• **Records drawn from a dataset**:
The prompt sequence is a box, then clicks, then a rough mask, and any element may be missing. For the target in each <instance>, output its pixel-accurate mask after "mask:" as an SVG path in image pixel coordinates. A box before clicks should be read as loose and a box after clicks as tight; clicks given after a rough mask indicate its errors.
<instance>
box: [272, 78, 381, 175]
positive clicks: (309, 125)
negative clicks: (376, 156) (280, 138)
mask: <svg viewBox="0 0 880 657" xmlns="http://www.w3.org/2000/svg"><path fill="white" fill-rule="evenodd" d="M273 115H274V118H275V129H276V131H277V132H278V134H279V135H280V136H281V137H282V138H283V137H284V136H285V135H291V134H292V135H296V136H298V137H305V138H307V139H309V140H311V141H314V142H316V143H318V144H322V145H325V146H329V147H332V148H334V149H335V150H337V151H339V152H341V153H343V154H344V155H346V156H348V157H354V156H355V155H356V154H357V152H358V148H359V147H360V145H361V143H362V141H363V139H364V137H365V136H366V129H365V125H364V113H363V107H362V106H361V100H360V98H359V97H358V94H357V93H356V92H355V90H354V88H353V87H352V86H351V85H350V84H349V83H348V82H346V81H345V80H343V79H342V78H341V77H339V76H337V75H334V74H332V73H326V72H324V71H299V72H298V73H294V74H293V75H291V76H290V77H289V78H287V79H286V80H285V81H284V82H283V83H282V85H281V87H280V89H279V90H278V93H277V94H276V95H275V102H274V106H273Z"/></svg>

• **Work instruction**:
Lines of the data above that include the string "instance" must each be copied.

• **Exercise output**:
The prompt sequence is a box, then clicks, then a rough mask, and any element may be missing. For the target in each <instance>, output its pixel-accurate mask after "mask:" as an SVG path in image pixel coordinates. A box before clicks should be read as loose and a box after clicks as tight; clicks given after a rough mask indicate its errors.
<instance>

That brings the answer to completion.